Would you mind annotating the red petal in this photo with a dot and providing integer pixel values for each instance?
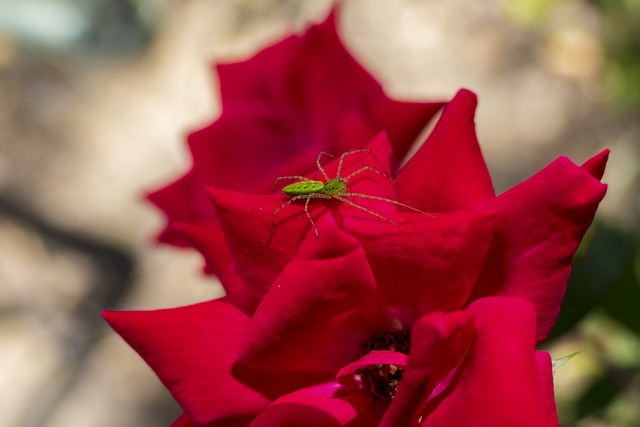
(539, 225)
(261, 245)
(596, 165)
(325, 405)
(247, 224)
(317, 313)
(280, 108)
(210, 242)
(438, 343)
(171, 200)
(428, 264)
(545, 383)
(190, 349)
(448, 173)
(498, 384)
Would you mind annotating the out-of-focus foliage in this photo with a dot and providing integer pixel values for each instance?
(601, 313)
(622, 41)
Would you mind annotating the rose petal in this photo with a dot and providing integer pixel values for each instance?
(498, 384)
(384, 357)
(448, 173)
(279, 110)
(438, 343)
(190, 349)
(318, 312)
(539, 226)
(325, 405)
(429, 263)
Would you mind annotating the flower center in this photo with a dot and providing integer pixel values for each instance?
(383, 379)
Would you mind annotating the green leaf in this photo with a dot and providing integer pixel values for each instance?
(601, 264)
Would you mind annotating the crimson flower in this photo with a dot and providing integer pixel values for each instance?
(280, 108)
(473, 245)
(326, 347)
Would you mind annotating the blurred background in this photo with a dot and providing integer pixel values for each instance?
(96, 97)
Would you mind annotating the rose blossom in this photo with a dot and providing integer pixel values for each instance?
(327, 348)
(520, 243)
(280, 108)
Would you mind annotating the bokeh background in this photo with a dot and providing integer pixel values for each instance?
(96, 97)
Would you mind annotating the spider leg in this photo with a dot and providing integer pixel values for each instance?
(360, 150)
(320, 168)
(384, 199)
(306, 210)
(290, 177)
(362, 208)
(308, 198)
(369, 168)
(275, 214)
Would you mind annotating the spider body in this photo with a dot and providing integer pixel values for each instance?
(304, 188)
(333, 188)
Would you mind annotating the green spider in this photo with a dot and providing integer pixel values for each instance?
(333, 188)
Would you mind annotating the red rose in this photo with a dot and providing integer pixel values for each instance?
(326, 347)
(279, 110)
(520, 243)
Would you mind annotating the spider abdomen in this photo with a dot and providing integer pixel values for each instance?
(303, 187)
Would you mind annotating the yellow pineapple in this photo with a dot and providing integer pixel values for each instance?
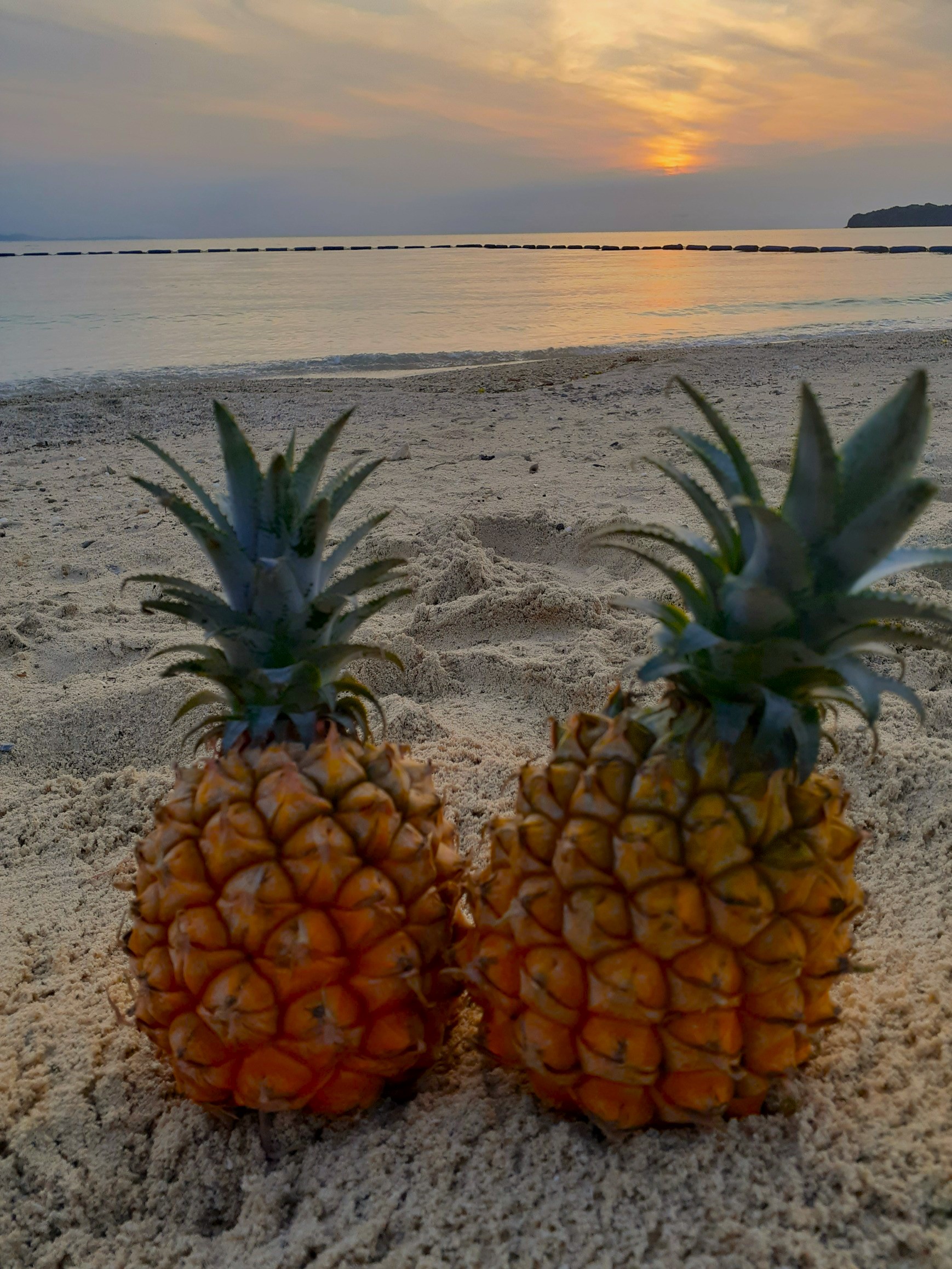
(664, 914)
(295, 900)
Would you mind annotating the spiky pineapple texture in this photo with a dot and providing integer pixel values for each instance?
(287, 612)
(781, 611)
(295, 901)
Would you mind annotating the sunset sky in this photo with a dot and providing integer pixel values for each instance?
(300, 116)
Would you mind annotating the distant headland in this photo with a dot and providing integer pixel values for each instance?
(914, 216)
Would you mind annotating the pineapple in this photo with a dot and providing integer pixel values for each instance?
(663, 918)
(295, 900)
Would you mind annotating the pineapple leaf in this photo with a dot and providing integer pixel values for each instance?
(885, 450)
(722, 530)
(730, 719)
(190, 481)
(754, 611)
(244, 478)
(347, 483)
(778, 559)
(879, 639)
(167, 583)
(277, 512)
(899, 561)
(810, 504)
(197, 699)
(873, 533)
(347, 545)
(695, 601)
(870, 688)
(693, 549)
(220, 546)
(744, 473)
(673, 618)
(366, 577)
(309, 471)
(850, 611)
○ ○ ○
#### Description of the task:
The expected answer is the data retyped exactly, without pictures.

#### Response below:
Would you mind annotating the red petal in this photo with a dot and providing integer pixel values for each instance?
(539, 225)
(261, 245)
(596, 165)
(325, 405)
(247, 224)
(317, 313)
(280, 108)
(210, 242)
(438, 343)
(171, 200)
(428, 264)
(545, 383)
(190, 349)
(448, 173)
(498, 384)
Would you mind annotating the out-of-focus foliage in this photo with a dot and providing integer pixel values for each instance?
(601, 313)
(622, 41)
Would you mind annotating the rose petal in this photo with a dot and providing integer pixel values for each instance?
(498, 384)
(384, 357)
(448, 173)
(279, 110)
(438, 343)
(190, 349)
(318, 312)
(539, 226)
(325, 405)
(429, 263)
Would you mind annotating the flower center in this photo with a dot and providing integer pixel values for each instance?
(383, 379)
Would you mind annotating the green leaf in this photo with a dot and providing integer pixel values for each instance?
(601, 264)
Would you mind annotating the crimson flower in this photo with a dot and providing integer pixel values for each instance?
(280, 108)
(473, 245)
(326, 347)
Would you mind annotating the blurred background in this photo with a dot and providing integer pixel values for each instance?
(96, 97)
Would you mind annotating the rose blossom in this photo with a dot and providing integer pixel values for each instance?
(327, 348)
(520, 243)
(280, 108)
Would you mind annotating the bokeh background in this photo with a dot and providing integer pixel values for each instance?
(96, 97)
Would you mind annotating the spider leg in this photo with a dot and providing integer pixel values for each instance?
(360, 150)
(320, 168)
(384, 199)
(306, 210)
(290, 177)
(362, 208)
(308, 198)
(369, 168)
(275, 214)
Would you mind annotating the spider body in this photo with a dot and providing integer pixel values for each instance?
(304, 188)
(333, 188)
Would you mind annotating the green spider in this photo with a dot and providing integer pixel values for each instance?
(333, 188)
Would you mind annotating the red rose in this photo with a dot and providing integer pixel values for each instance?
(326, 347)
(279, 110)
(520, 243)
Would you mind annotating the spider abdomen in this photo with a dot and providing integer pixel values for each instance?
(303, 187)
Would you mind annotating the yellow pineapple in this photo with a dot and providing integer pixel values for each instance?
(664, 914)
(295, 900)
Would you mind annotating the spiky pineapple texture in this photo with a dot and providing integer pixel values for each instance?
(287, 612)
(781, 611)
(295, 901)
Would you mind annotating the sunset sky in this photo with a dot and providing integer pixel values for each instance?
(300, 116)
Would you mind annotating the distant headland in this photo with a dot and providing integer pixel values for each instance?
(914, 216)
Would you mind annotating the pineapple in this photo with a dot and providing integer pixel values for each instance?
(663, 918)
(295, 900)
Would you mind annotating the pineapple leaf in this photo with a dot and providing integer pixel values for each instance?
(885, 450)
(722, 530)
(730, 719)
(190, 481)
(754, 611)
(244, 478)
(347, 483)
(778, 559)
(879, 639)
(167, 583)
(277, 512)
(899, 561)
(810, 504)
(197, 699)
(873, 533)
(347, 545)
(695, 601)
(870, 688)
(693, 549)
(220, 546)
(744, 473)
(673, 618)
(366, 577)
(309, 471)
(850, 611)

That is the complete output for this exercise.